ENTRIES SUPPLIED =>
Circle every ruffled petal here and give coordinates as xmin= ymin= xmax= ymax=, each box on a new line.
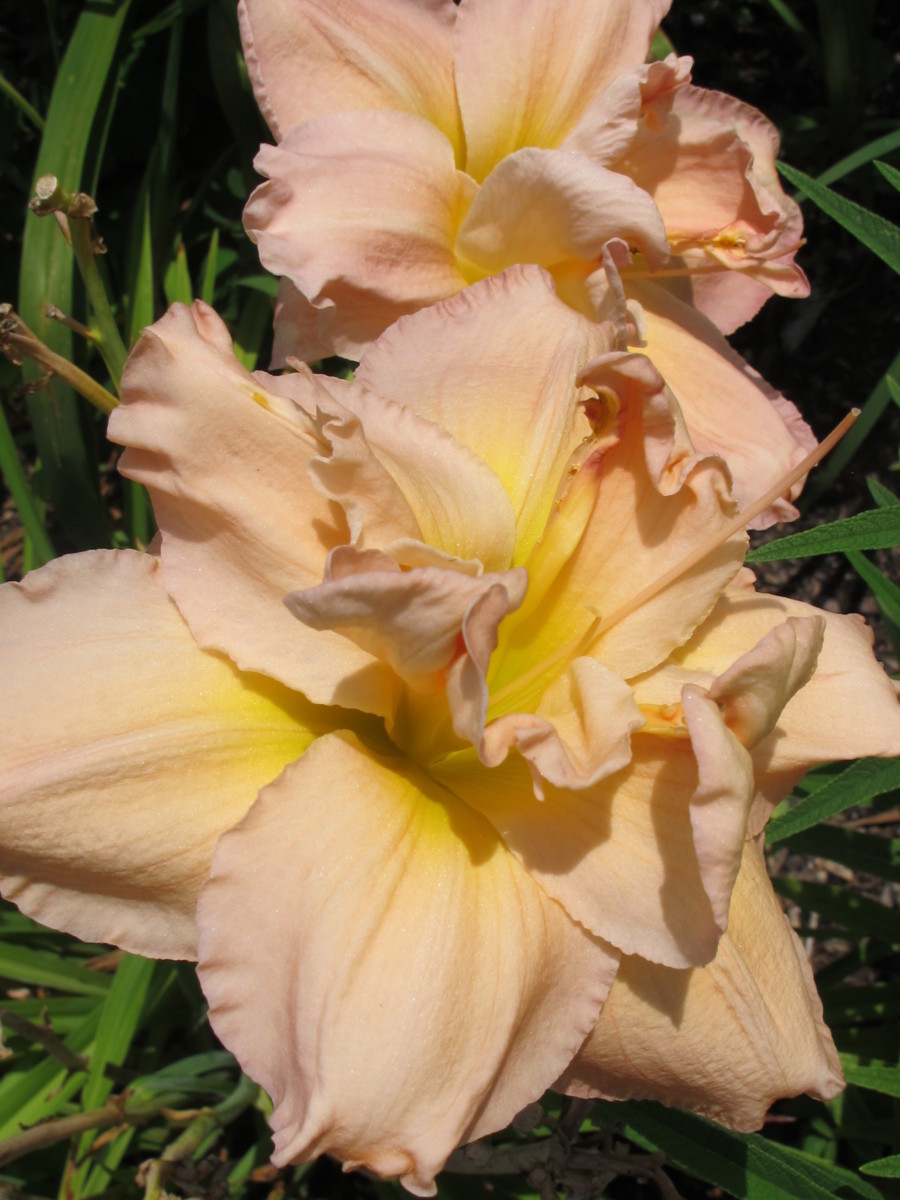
xmin=456 ymin=147 xmax=670 ymax=277
xmin=616 ymin=84 xmax=808 ymax=318
xmin=455 ymin=0 xmax=672 ymax=182
xmin=198 ymin=731 xmax=617 ymax=1194
xmin=562 ymin=54 xmax=693 ymax=166
xmin=626 ymin=280 xmax=817 ymax=526
xmin=110 ymin=301 xmax=392 ymax=714
xmin=480 ymin=658 xmax=645 ymax=792
xmin=0 ymin=551 xmax=318 ymax=959
xmin=666 ymin=582 xmax=900 ymax=821
xmin=560 ymin=838 xmax=844 ymax=1129
xmin=305 ymin=373 xmax=517 ymax=571
xmin=287 ymin=546 xmax=527 ymax=693
xmin=271 ymin=279 xmax=336 ymax=367
xmin=356 ymin=266 xmax=611 ymax=562
xmin=238 ymin=0 xmax=462 ymax=151
xmin=704 ymin=615 xmax=824 ymax=746
xmin=245 ymin=111 xmax=476 ymax=360
xmin=435 ymin=691 xmax=754 ymax=971
xmin=497 ymin=352 xmax=744 ymax=687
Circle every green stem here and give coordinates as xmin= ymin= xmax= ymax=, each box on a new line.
xmin=1 ymin=306 xmax=118 ymax=415
xmin=0 ymin=1100 xmax=126 ymax=1167
xmin=0 ymin=70 xmax=45 ymax=131
xmin=68 ymin=216 xmax=129 ymax=390
xmin=142 ymin=1075 xmax=259 ymax=1200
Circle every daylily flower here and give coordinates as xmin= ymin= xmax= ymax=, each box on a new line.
xmin=239 ymin=0 xmax=815 ymax=525
xmin=2 ymin=270 xmax=898 ymax=1193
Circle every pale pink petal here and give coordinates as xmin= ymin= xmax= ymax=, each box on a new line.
xmin=435 ymin=692 xmax=754 ymax=970
xmin=245 ymin=111 xmax=475 ymax=360
xmin=301 ymin=395 xmax=422 ymax=550
xmin=684 ymin=270 xmax=777 ymax=336
xmin=561 ymin=838 xmax=844 ymax=1129
xmin=562 ymin=54 xmax=693 ymax=166
xmin=668 ymin=584 xmax=900 ymax=822
xmin=683 ymin=87 xmax=809 ymax=309
xmin=271 ymin=279 xmax=336 ymax=367
xmin=626 ymin=281 xmax=816 ymax=526
xmin=634 ymin=610 xmax=831 ymax=899
xmin=0 ymin=551 xmax=318 ymax=960
xmin=356 ymin=266 xmax=612 ymax=561
xmin=481 ymin=659 xmax=645 ymax=792
xmin=498 ymin=352 xmax=744 ymax=687
xmin=705 ymin=615 xmax=824 ymax=746
xmin=616 ymin=85 xmax=808 ymax=320
xmin=287 ymin=545 xmax=527 ymax=693
xmin=304 ymin=373 xmax=518 ymax=571
xmin=111 ymin=301 xmax=393 ymax=714
xmin=456 ymin=148 xmax=670 ymax=278
xmin=198 ymin=732 xmax=618 ymax=1193
xmin=681 ymin=685 xmax=756 ymax=935
xmin=238 ymin=0 xmax=462 ymax=150
xmin=455 ymin=0 xmax=672 ymax=182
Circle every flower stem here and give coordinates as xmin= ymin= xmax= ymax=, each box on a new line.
xmin=0 ymin=305 xmax=118 ymax=415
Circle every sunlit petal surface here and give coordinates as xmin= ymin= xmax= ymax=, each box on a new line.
xmin=3 ymin=272 xmax=899 ymax=1190
xmin=560 ymin=838 xmax=844 ymax=1128
xmin=240 ymin=0 xmax=815 ymax=515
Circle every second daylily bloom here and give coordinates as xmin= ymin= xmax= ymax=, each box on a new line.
xmin=2 ymin=270 xmax=899 ymax=1192
xmin=239 ymin=0 xmax=815 ymax=525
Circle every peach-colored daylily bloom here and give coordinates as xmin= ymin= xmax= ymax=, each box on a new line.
xmin=2 ymin=271 xmax=899 ymax=1193
xmin=239 ymin=0 xmax=814 ymax=526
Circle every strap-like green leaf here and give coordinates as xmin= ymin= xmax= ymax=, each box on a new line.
xmin=18 ymin=0 xmax=132 ymax=549
xmin=867 ymin=475 xmax=900 ymax=507
xmin=591 ymin=1102 xmax=880 ymax=1200
xmin=70 ymin=954 xmax=157 ymax=1196
xmin=875 ymin=159 xmax=900 ymax=194
xmin=782 ymin=824 xmax=900 ymax=883
xmin=771 ymin=877 xmax=900 ymax=944
xmin=747 ymin=506 xmax=900 ymax=561
xmin=777 ymin=160 xmax=900 ymax=275
xmin=846 ymin=548 xmax=900 ymax=628
xmin=841 ymin=1054 xmax=900 ymax=1098
xmin=0 ymin=940 xmax=110 ymax=997
xmin=860 ymin=1154 xmax=900 ymax=1179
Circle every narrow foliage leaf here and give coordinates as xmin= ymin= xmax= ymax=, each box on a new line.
xmin=783 ymin=824 xmax=900 ymax=884
xmin=767 ymin=758 xmax=900 ymax=843
xmin=867 ymin=476 xmax=899 ymax=507
xmin=747 ymin=507 xmax=900 ymax=561
xmin=590 ymin=1102 xmax=874 ymax=1200
xmin=0 ymin=941 xmax=111 ymax=996
xmin=846 ymin=549 xmax=900 ymax=628
xmin=860 ymin=1154 xmax=900 ymax=1179
xmin=875 ymin=159 xmax=900 ymax=194
xmin=817 ymin=132 xmax=900 ymax=188
xmin=18 ymin=0 xmax=132 ymax=549
xmin=771 ymin=878 xmax=900 ymax=944
xmin=841 ymin=1055 xmax=900 ymax=1099
xmin=777 ymin=160 xmax=900 ymax=275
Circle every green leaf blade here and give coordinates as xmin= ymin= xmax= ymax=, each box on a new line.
xmin=777 ymin=160 xmax=900 ymax=275
xmin=747 ymin=507 xmax=900 ymax=562
xmin=766 ymin=758 xmax=900 ymax=843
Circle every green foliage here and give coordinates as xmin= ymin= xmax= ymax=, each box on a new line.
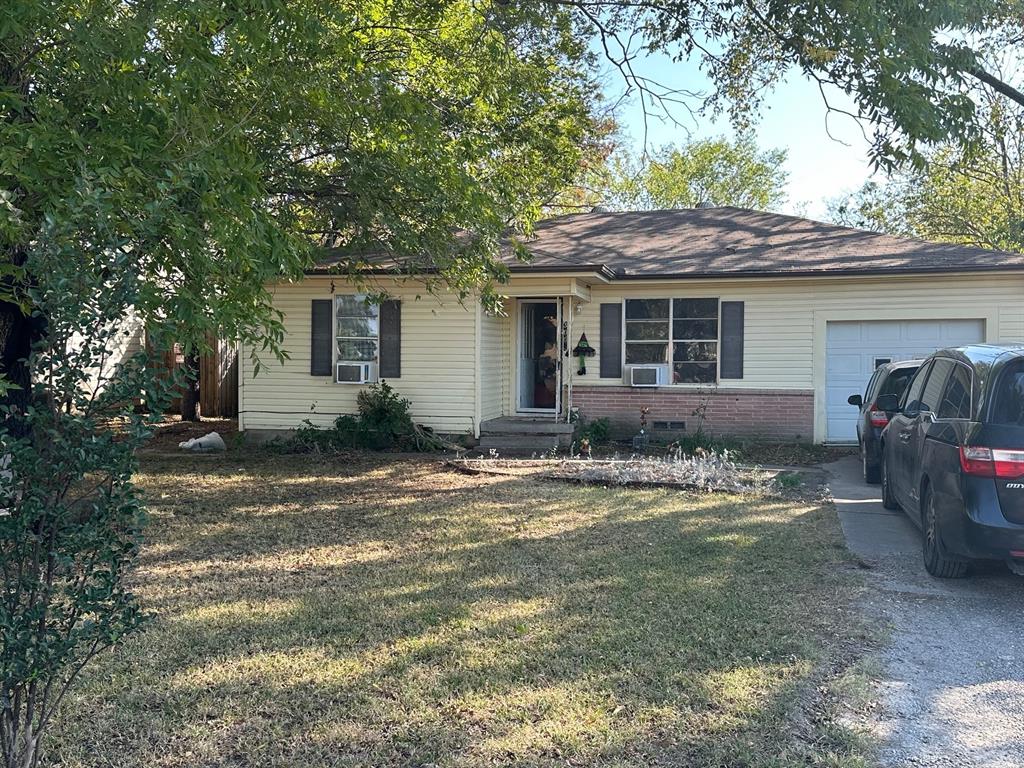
xmin=774 ymin=472 xmax=804 ymax=490
xmin=277 ymin=382 xmax=419 ymax=453
xmin=1 ymin=244 xmax=181 ymax=768
xmin=0 ymin=2 xmax=604 ymax=764
xmin=829 ymin=88 xmax=1024 ymax=253
xmin=827 ymin=180 xmax=917 ymax=237
xmin=564 ymin=0 xmax=1022 ymax=168
xmin=1 ymin=0 xmax=603 ymax=366
xmin=355 ymin=382 xmax=416 ymax=450
xmin=603 ymin=137 xmax=788 ymax=211
xmin=577 ymin=417 xmax=612 ymax=445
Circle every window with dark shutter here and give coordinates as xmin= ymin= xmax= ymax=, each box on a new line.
xmin=379 ymin=300 xmax=401 ymax=378
xmin=720 ymin=301 xmax=744 ymax=379
xmin=599 ymin=303 xmax=622 ymax=378
xmin=310 ymin=299 xmax=333 ymax=376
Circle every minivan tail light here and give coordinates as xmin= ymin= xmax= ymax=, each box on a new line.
xmin=869 ymin=407 xmax=889 ymax=427
xmin=959 ymin=446 xmax=1024 ymax=479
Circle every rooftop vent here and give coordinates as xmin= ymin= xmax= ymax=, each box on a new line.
xmin=695 ymin=201 xmax=715 ymax=209
xmin=590 ymin=205 xmax=609 ymax=213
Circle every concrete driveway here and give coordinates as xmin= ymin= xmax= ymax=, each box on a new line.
xmin=825 ymin=455 xmax=1024 ymax=767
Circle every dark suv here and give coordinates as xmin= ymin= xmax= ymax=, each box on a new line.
xmin=879 ymin=345 xmax=1024 ymax=578
xmin=848 ymin=360 xmax=922 ymax=484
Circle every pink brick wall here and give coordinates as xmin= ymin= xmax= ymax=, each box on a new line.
xmin=570 ymin=386 xmax=815 ymax=440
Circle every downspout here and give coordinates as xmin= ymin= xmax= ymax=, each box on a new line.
xmin=473 ymin=299 xmax=482 ymax=438
xmin=237 ymin=342 xmax=245 ymax=432
xmin=563 ymin=296 xmax=573 ymax=423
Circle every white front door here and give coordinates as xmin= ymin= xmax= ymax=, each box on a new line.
xmin=825 ymin=319 xmax=985 ymax=442
xmin=517 ymin=299 xmax=560 ymax=413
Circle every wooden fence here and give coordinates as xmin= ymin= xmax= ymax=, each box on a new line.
xmin=152 ymin=334 xmax=239 ymax=418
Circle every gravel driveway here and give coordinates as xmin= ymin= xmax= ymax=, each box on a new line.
xmin=826 ymin=455 xmax=1024 ymax=767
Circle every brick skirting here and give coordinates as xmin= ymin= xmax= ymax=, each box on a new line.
xmin=570 ymin=386 xmax=815 ymax=440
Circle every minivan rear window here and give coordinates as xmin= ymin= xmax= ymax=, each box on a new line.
xmin=991 ymin=361 xmax=1024 ymax=425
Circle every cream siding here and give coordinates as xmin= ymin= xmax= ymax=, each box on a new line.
xmin=567 ymin=273 xmax=1024 ymax=441
xmin=78 ymin=310 xmax=146 ymax=397
xmin=240 ymin=270 xmax=1024 ymax=443
xmin=479 ymin=301 xmax=510 ymax=422
xmin=239 ymin=277 xmax=478 ymax=435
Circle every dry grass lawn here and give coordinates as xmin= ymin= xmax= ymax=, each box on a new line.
xmin=47 ymin=452 xmax=870 ymax=767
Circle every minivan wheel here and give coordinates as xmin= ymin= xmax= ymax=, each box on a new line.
xmin=880 ymin=455 xmax=898 ymax=510
xmin=862 ymin=445 xmax=881 ymax=485
xmin=922 ymin=487 xmax=968 ymax=579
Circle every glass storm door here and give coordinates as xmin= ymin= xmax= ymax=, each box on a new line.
xmin=517 ymin=299 xmax=560 ymax=413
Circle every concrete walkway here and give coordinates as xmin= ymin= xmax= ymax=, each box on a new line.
xmin=824 ymin=455 xmax=1024 ymax=767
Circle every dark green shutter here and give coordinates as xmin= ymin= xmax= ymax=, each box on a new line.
xmin=310 ymin=299 xmax=333 ymax=376
xmin=379 ymin=300 xmax=401 ymax=378
xmin=599 ymin=303 xmax=622 ymax=378
xmin=720 ymin=301 xmax=744 ymax=379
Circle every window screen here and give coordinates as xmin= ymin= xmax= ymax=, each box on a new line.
xmin=938 ymin=364 xmax=972 ymax=420
xmin=335 ymin=295 xmax=379 ymax=379
xmin=623 ymin=298 xmax=719 ymax=383
xmin=672 ymin=298 xmax=718 ymax=383
xmin=624 ymin=299 xmax=669 ymax=365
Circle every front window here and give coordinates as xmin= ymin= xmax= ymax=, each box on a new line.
xmin=624 ymin=298 xmax=719 ymax=383
xmin=335 ymin=294 xmax=378 ymax=381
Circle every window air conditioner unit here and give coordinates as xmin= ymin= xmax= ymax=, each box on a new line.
xmin=336 ymin=362 xmax=378 ymax=384
xmin=625 ymin=364 xmax=669 ymax=387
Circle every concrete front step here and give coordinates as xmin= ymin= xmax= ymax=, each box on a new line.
xmin=476 ymin=434 xmax=562 ymax=456
xmin=479 ymin=417 xmax=575 ymax=436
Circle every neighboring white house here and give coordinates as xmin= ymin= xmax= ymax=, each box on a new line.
xmin=238 ymin=207 xmax=1024 ymax=444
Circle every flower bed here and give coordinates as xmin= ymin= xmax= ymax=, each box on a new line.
xmin=451 ymin=450 xmax=786 ymax=495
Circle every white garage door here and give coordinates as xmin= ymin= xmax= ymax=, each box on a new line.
xmin=825 ymin=319 xmax=985 ymax=442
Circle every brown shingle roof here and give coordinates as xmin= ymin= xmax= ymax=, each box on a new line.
xmin=311 ymin=207 xmax=1024 ymax=278
xmin=501 ymin=207 xmax=1024 ymax=278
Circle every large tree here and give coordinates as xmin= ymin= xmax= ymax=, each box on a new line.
xmin=0 ymin=2 xmax=601 ymax=765
xmin=601 ymin=137 xmax=788 ymax=211
xmin=554 ymin=0 xmax=1024 ymax=168
xmin=829 ymin=86 xmax=1024 ymax=252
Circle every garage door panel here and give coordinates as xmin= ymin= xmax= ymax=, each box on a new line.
xmin=827 ymin=323 xmax=864 ymax=342
xmin=825 ymin=319 xmax=984 ymax=442
xmin=826 ymin=388 xmax=861 ymax=408
xmin=826 ymin=353 xmax=863 ymax=377
xmin=904 ymin=323 xmax=944 ymax=342
xmin=941 ymin=319 xmax=984 ymax=341
xmin=865 ymin=323 xmax=903 ymax=342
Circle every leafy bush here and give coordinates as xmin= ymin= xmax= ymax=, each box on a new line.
xmin=578 ymin=417 xmax=612 ymax=445
xmin=275 ymin=382 xmax=419 ymax=453
xmin=356 ymin=381 xmax=415 ymax=449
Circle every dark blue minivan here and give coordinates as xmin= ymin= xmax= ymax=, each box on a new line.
xmin=879 ymin=345 xmax=1024 ymax=578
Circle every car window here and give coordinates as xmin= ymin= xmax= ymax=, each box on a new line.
xmin=919 ymin=359 xmax=954 ymax=413
xmin=863 ymin=370 xmax=881 ymax=401
xmin=878 ymin=367 xmax=917 ymax=400
xmin=938 ymin=363 xmax=972 ymax=419
xmin=991 ymin=360 xmax=1024 ymax=425
xmin=902 ymin=361 xmax=932 ymax=413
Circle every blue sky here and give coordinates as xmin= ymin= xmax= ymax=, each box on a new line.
xmin=604 ymin=50 xmax=879 ymax=218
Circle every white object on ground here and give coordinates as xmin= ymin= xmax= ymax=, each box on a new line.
xmin=178 ymin=432 xmax=227 ymax=453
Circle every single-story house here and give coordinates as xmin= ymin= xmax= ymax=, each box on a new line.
xmin=238 ymin=206 xmax=1024 ymax=445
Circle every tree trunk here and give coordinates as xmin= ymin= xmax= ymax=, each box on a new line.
xmin=0 ymin=299 xmax=45 ymax=438
xmin=179 ymin=350 xmax=201 ymax=422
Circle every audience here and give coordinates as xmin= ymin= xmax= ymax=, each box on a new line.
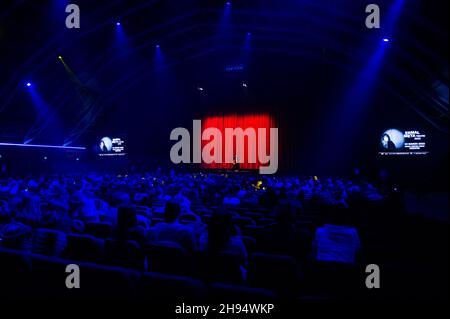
xmin=202 ymin=210 xmax=248 ymax=265
xmin=261 ymin=200 xmax=300 ymax=255
xmin=313 ymin=223 xmax=361 ymax=264
xmin=148 ymin=201 xmax=199 ymax=252
xmin=0 ymin=170 xmax=390 ymax=298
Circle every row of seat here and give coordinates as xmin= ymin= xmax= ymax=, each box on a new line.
xmin=0 ymin=247 xmax=277 ymax=299
xmin=1 ymin=231 xmax=300 ymax=292
xmin=1 ymin=245 xmax=377 ymax=300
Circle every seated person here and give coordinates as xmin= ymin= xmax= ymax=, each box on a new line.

THE TASK =>
Set down, word for word, only the lines running from the line with "Circle every audience" through the final line of the entries above, omitting all pictures.

RESPONSE =>
Circle every audience here and give coordinates as xmin= ymin= xmax= ymax=, each box on a new line.
xmin=202 ymin=210 xmax=248 ymax=265
xmin=261 ymin=200 xmax=300 ymax=255
xmin=313 ymin=223 xmax=361 ymax=264
xmin=148 ymin=201 xmax=199 ymax=252
xmin=0 ymin=170 xmax=390 ymax=298
Circle every row of seat here and give coordinates as xmin= ymin= xmax= ymax=, each box on a new line.
xmin=0 ymin=247 xmax=277 ymax=299
xmin=1 ymin=231 xmax=300 ymax=292
xmin=1 ymin=245 xmax=377 ymax=300
Circle every seated person here and give coordinates as xmin= ymin= xmax= ymax=, each box on a new line.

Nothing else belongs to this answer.